* Énoncé du problème: Rédigez la suite du débat parlementaire sur les deux conventions conclues avec le Sénégal, en commençant juste après sa dernière phrase.

* Extrait du texte:
┌──

Ces dérives m’inquiètent profondément pour la suite. La voix de la France n’est pas neutre car notre pays est le premier partenaire commercial du Sénégal et l’Agence française de développement (AFD) est l’un des premiers bailleurs du pays, son engagement total s’élevant à 1,4 milliard d’euros. Notre rôle n’est certes pas de nous mêler des affaires de politique intérieure du pays mais la France doit rester garante des principes démocratiques qui construisent notre image à l’international. En ce sens, sommes-nous absolument certains, malgré les garde-fous du texte, que la convention d’extradition ne pourra pas être utilisée d’une manière ou d’une autre par le gouvernement actuel comme un élément d’une stratégie de conservation du pouvoir ?

Alors que notre image en Afrique de l’Ouest est au plus mal, il faut éviter à tout prix de l’abîmer davantage en laissant prospérer l’idée que nous pourrions entraver d’une quelconque manière l’autodétermination des peuples. Pour toutes ces raisons, le groupe Écologiste-NUPES s’abstiendra lors du vote sur le projet de loi.

M. Sylvain Maillard, rapporteur. Dans le cadre d’une entraide judiciaire, c’est le juge français qui décidera de l’application de la convention. Du côté français, les garanties sont apportées par l’impartialité de notre justice. Je m’associe en revanche complètement au regard que vous portez sur la situation politique au Sénégal.

Mme Amélia Lakrafi (RE). Monsieur le rapporteur, je vous remercie pour votre intervention qui nous permet de resituer les enjeux de ces deux conventions. Vous l’avez rappelé, le Sénégal est un partenaire essentiel de la France en Afrique de l’Ouest : la relation est dense dans le domaine des échanges culturels et éducatifs mais également du point de vue humain, grâce à la nombreuse communauté française sur place et à la diaspora sénégalaise implantée en France de longue date. Notre pays est le premier partenaire commercial et investisseur étranger au Sénégal. Sur le plan politique, vous l’avez également rappelé, un séminaire intergouvernemental et un cadre légal et conventionnel portant sur différentes matières structurent nos relations.

└──

* Extrait de données:
┌──

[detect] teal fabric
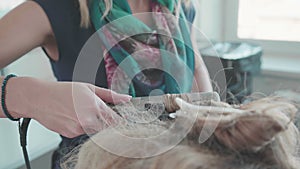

└──

* Réponse à la consigne:
Il en est ainsi de la convention de coopération en matière judiciaire, qui date de 1974. L’environnement dans lequel se trouve le Sénégal, proche de la zone d’instabilité de la bande sahélo-saharienne mais aussi de flux importants du trafic de stupéfiants, nécessite l’élaboration de nouveaux outils nous permettant d’affronter les nouvelles menaces en matière de terrorisme, de trafic de drogue et de cybercriminalité. Par ailleurs, les moyens techniques ont également évolué et ont modifié les pratiques en matière de coopération judiciaire.

Ces deux conventions d’entraide judiciaire et d’extradition fournissent de nouveaux outils pour nous adapter au contexte et aux pratiques actuels. Je salue par ailleurs l’appui que la France apporte à la création d’un bureau de l’entraide pénale à Dakar par le biais d’Expertise France.

Le rapport évoque la criminalité reposant sur les arnaques en ligne, parfois l’œuvre de ressortissants sénégalais, qui est médiatisée notamment à la télévision française, où elle a fait l’objet de plusieurs reportages ces dernières années. Des dispositifs spécifiques de lutte contre cette cybercriminalité sont-ils déployés au Sénégal et font-ils l’objet d’une coopération policière dédiée ?

Le groupe Renaissance votera bien entendu en faveur de ce projet de loi.

M. Sylvain Maillard, rapporteur. La cybercriminalité ne faisait évidemment pas partie du champ de la convention de 1974. Elle s’est largement développée, sous des formes multiples, et cet accord nous permettra de poursuivre plus facilement ceux qui s’y adonnent, qu’ils soient français ou sénégalais. Il est essentiel de disposer d’outils adéquats pour ne pas laisser la cybercriminalité s’organiser et pour empêcher un Sénégalais opérant en France, par exemple, de passer entre les mailles du filet judiciaire.

M. Kévin Pfeffer (RN). Ce texte technique sur l’entraide judiciaire en matière pénale entre la France et le Sénégal va dans le bon sens, celui d’une lutte commune contre la criminalité et du développement des relations franco-africaines. Il serait d’ailleurs souhaitable que le Gouvernement négocie des conventions d’entraide et d’extradition similaires avec tous les pays africains pour la bonne exécution des obligations de quitter le territoire français (OQTF), lesquelles surgissent tant de fois dans l’actualité souvent malheureuse de notre pays.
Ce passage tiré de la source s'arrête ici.